● **What is expected**: Can you copy the material word for word, from its very first line through the line containing "positive clicks: (86, 465)", including that line?

== == ==

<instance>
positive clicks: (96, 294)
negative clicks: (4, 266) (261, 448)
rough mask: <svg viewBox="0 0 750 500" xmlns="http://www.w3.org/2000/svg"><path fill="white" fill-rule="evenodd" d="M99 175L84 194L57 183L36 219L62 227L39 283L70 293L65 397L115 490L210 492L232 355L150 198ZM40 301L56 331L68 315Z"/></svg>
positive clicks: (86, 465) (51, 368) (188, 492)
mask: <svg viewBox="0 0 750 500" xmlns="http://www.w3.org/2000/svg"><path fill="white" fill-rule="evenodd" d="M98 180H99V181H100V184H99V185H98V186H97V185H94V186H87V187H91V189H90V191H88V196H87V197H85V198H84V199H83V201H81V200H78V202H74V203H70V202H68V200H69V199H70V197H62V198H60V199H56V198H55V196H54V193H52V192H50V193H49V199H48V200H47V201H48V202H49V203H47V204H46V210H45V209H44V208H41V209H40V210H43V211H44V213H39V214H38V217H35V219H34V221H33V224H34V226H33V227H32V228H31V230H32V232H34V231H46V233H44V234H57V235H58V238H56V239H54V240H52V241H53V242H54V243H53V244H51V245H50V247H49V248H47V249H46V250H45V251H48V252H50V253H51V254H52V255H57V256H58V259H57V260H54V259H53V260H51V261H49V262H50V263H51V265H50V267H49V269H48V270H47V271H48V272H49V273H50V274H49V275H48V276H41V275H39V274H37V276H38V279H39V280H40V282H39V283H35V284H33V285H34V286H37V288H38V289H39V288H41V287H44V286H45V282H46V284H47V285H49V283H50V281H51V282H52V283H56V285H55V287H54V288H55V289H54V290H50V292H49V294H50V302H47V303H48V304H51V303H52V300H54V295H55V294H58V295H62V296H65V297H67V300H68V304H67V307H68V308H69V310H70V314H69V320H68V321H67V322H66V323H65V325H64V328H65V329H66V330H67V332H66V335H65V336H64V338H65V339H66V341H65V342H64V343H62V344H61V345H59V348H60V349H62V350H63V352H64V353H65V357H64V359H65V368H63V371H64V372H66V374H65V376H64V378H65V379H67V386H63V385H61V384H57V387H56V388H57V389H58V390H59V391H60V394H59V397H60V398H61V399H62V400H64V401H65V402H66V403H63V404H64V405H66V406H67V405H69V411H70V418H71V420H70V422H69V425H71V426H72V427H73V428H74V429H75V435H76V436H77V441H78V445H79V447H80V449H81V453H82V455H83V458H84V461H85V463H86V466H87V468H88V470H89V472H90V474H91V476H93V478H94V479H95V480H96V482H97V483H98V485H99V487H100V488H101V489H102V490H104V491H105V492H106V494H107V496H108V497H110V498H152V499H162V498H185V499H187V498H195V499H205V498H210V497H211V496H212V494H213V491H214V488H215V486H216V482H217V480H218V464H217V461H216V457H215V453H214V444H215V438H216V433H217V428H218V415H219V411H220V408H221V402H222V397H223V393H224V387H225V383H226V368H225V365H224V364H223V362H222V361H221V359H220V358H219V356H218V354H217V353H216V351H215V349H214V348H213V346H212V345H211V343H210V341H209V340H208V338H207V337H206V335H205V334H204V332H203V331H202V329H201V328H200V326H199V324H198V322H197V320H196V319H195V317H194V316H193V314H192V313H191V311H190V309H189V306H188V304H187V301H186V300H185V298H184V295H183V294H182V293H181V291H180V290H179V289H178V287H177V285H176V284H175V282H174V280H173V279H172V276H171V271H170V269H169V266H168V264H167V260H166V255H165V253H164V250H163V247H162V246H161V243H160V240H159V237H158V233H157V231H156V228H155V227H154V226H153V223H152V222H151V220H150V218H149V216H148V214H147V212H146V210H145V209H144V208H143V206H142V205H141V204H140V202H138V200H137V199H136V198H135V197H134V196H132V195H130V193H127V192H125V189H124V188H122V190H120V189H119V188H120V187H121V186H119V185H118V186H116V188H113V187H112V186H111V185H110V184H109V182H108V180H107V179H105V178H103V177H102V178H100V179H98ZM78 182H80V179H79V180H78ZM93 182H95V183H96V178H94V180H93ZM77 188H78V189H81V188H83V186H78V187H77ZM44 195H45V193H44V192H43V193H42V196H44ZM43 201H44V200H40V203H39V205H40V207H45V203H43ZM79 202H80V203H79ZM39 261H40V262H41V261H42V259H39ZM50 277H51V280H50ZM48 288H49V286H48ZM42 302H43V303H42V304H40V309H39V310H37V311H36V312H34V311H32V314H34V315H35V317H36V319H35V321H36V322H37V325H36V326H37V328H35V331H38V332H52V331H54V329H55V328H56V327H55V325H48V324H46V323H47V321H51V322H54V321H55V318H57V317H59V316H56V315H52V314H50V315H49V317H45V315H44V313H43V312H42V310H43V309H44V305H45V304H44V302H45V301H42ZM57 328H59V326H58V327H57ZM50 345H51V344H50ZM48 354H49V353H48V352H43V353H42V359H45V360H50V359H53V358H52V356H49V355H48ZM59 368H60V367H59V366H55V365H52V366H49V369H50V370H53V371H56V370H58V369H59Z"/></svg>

== == ==

● **Written solution**:
<instance>
positive clicks: (96, 294)
negative clicks: (4, 266) (261, 448)
rough mask: <svg viewBox="0 0 750 500" xmlns="http://www.w3.org/2000/svg"><path fill="white" fill-rule="evenodd" d="M99 175L84 194L57 183L36 219L62 227L39 283L70 293L65 397L115 490L210 492L232 355L150 198ZM40 301L56 331L68 315Z"/></svg>
positive clicks: (86, 465) (51, 368) (188, 492)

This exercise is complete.